• **Set task**: Write out all of the data without omission, exactly as shown.
::::::::
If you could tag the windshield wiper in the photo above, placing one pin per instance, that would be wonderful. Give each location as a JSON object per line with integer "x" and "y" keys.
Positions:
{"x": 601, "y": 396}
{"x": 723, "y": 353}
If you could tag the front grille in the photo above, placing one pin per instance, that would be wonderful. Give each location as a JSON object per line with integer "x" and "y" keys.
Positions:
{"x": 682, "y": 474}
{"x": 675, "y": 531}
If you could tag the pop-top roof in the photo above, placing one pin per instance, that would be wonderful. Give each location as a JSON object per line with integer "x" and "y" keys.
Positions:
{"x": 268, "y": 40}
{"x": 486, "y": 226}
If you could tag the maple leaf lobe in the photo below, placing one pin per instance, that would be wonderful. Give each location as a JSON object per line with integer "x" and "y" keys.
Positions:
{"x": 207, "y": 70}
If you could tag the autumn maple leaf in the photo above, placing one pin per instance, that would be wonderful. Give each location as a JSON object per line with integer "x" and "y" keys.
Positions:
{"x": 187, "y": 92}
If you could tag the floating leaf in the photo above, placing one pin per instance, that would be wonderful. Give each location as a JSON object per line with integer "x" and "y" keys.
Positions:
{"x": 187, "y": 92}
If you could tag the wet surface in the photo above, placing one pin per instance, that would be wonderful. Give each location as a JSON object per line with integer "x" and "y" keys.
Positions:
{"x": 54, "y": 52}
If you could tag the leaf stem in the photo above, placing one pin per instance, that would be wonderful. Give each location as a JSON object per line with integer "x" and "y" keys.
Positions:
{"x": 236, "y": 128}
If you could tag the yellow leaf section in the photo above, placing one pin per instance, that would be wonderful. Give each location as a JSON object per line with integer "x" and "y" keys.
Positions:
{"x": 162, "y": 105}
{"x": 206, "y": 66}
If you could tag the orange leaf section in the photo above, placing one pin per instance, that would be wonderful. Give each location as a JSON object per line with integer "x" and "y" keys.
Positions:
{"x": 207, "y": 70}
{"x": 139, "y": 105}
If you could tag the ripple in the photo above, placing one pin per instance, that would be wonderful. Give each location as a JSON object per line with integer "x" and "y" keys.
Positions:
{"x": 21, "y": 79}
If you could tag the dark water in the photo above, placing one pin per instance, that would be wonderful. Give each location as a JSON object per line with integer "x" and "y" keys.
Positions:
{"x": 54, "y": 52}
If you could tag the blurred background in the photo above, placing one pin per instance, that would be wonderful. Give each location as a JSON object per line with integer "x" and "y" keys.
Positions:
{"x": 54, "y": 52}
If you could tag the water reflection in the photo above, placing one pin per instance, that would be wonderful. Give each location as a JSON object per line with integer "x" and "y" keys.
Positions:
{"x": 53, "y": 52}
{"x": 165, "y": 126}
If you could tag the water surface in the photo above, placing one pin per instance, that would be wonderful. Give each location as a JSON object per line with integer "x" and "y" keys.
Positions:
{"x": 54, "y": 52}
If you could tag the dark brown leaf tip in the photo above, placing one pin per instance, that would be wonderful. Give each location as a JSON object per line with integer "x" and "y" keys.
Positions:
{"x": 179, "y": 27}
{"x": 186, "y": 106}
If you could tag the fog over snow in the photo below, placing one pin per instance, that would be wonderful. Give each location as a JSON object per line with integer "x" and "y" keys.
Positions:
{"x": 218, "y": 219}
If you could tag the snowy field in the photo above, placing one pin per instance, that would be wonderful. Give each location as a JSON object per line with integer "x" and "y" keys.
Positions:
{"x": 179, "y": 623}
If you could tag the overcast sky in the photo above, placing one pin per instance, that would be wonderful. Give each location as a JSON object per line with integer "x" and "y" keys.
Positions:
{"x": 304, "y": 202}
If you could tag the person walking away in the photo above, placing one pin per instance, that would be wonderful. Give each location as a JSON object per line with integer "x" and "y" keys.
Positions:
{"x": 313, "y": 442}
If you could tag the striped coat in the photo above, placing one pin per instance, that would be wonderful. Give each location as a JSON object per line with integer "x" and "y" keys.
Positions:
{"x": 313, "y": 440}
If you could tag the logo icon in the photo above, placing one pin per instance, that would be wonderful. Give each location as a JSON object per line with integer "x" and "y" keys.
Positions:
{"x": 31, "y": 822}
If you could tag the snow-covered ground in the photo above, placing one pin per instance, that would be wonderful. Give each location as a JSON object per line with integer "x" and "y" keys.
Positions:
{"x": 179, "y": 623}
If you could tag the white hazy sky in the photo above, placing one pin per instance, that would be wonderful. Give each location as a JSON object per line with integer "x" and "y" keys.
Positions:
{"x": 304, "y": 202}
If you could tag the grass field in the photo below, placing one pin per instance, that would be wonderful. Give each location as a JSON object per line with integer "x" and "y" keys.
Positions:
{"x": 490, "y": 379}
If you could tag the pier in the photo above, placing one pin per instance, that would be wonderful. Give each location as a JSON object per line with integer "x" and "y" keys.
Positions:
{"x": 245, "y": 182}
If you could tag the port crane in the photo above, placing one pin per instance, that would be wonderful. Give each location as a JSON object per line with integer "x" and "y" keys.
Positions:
::::::::
• **Result**:
If you could tag the windshield wiper in the photo above, placing one pin per instance, that would be wonderful. Give each location as a JSON object per line with integer "x" and "y" keys.
Positions:
{"x": 601, "y": 396}
{"x": 723, "y": 353}
If you could tag the front grille in the photo above, placing one pin per instance, that would be wonderful. Give each location as a JSON object per line with integer "x" and "y" keys.
Positions:
{"x": 682, "y": 474}
{"x": 675, "y": 531}
If you could tag the pop-top roof in the photo above, placing one pin per instance, that would be wonderful. Give each location as a JSON object per line with integer "x" and "y" keys.
Positions:
{"x": 268, "y": 40}
{"x": 486, "y": 226}
If you could tag the maple leaf lobe in the photo below, placing one pin per instance, that would be wonderful. Give each location as a JSON object per line with integer "x" and "y" keys.
Positions:
{"x": 207, "y": 70}
If you could tag the autumn maple leaf in the photo above, placing one pin per instance, that would be wonderful. Give each location as a JSON object per line with integer "x" and "y" keys.
Positions:
{"x": 187, "y": 92}
If you could tag the floating leaf in the photo above, placing one pin per instance, that would be wonderful. Give each location as a JSON object per line with integer "x" and "y" keys.
Positions:
{"x": 187, "y": 92}
If you could tag the wet surface in the photo above, placing one pin per instance, that would be wonderful. Give each location as a JSON object per line with integer "x" and "y" keys.
Positions:
{"x": 54, "y": 52}
If you could tag the leaf stem in the photo above, placing one pin per instance, that would be wonderful. Give each location as a JSON object per line with integer "x" and "y" keys.
Positions:
{"x": 236, "y": 128}
If you could tag the yellow leaf section in the photo above, placing one pin per instance, that would be wonderful. Give each location as a JSON object per line with integer "x" and "y" keys.
Positions:
{"x": 162, "y": 105}
{"x": 206, "y": 66}
If you could tag the orange leaf section in the photo above, placing one pin per instance, that would be wonderful. Give each location as a JSON object per line with integer "x" and "y" keys.
Positions:
{"x": 207, "y": 70}
{"x": 139, "y": 105}
If you could tag the ripple in the photo above, placing one pin per instance, that would be wonderful. Give each location as a JSON object per line with integer "x" and "y" keys.
Positions:
{"x": 21, "y": 79}
If you could tag the dark water in the photo above, placing one pin per instance, that would be wonderful. Give each location as a JSON object per line with integer "x" and "y" keys.
Positions:
{"x": 54, "y": 52}
If you could tag the blurred background in the photo above, placing one pin per instance, that would be wonderful. Give each location as a JSON object per line with integer "x" and "y" keys.
Positions:
{"x": 54, "y": 52}
If you could tag the water reflection in the photo above, placing one pin per instance, that would be wonderful. Give each location as a JSON object per line with integer "x" and "y" keys.
Positions:
{"x": 53, "y": 52}
{"x": 165, "y": 126}
If you could tag the water surface in the photo above, placing one pin per instance, that would be wonderful. Give each location as a JSON object per line with integer "x" and "y" keys.
Positions:
{"x": 54, "y": 52}
If you could tag the dark brown leaf tip in the photo above, placing one pin per instance, that would be wonderful. Give each location as a JSON object per line with integer "x" and "y" keys.
Positions:
{"x": 179, "y": 27}
{"x": 186, "y": 106}
If you could tag the fog over snow in the photo below, placing one pin per instance, that would be wonderful. Give each location as a JSON object per line with integer "x" and "y" keys.
Positions:
{"x": 218, "y": 219}
If you could tag the snowy field in the photo above, placing one pin per instance, that would be wonderful. Give each location as a JSON object per line with integer "x" and "y" keys.
Positions:
{"x": 179, "y": 623}
If you could tag the overcast sky in the photo above, placing one pin per instance, that would be wonderful. Give each location as a JSON object per line with integer "x" and "y" keys.
Positions:
{"x": 304, "y": 202}
If you could tag the person walking away in the photo above, placing one pin per instance, that would be wonderful. Give each location as a JSON object per line with integer "x" and "y" keys.
Positions:
{"x": 313, "y": 442}
If you could tag the striped coat in the photo above, placing one pin per instance, that would be wonderful. Give each location as a JSON object per line with integer "x" and "y" keys.
Positions:
{"x": 313, "y": 440}
If you could tag the logo icon in the photo above, placing one pin per instance, that would be wonderful. Give each location as a JSON object per line with integer "x" and "y" keys.
Positions:
{"x": 31, "y": 822}
If you could tag the snow-covered ground in the photo above, placing one pin per instance, that would be wonderful. Give each location as a JSON object per line with integer "x" and "y" keys.
Positions:
{"x": 179, "y": 623}
If you could tag the white hazy sky in the photo above, placing one pin per instance, that would be wonderful. Give each location as a JSON object per line with integer "x" and "y" keys.
Positions:
{"x": 304, "y": 202}
If you could tag the grass field in the photo below, placing one pin per instance, that would be wonderful. Give each location as a JSON object per line with integer "x" and "y" keys.
Positions:
{"x": 490, "y": 379}
If you could tag the pier in the photo above, placing one pin per instance, that would be wonderful. Give each location as a JSON object per line with integer "x" and "y" keys.
Positions:
{"x": 245, "y": 182}
If you could tag the port crane in the photo above, placing one pin per instance, that would be wonderful. Give each location as a JSON object per line with integer "x" and "y" keys.
Positions:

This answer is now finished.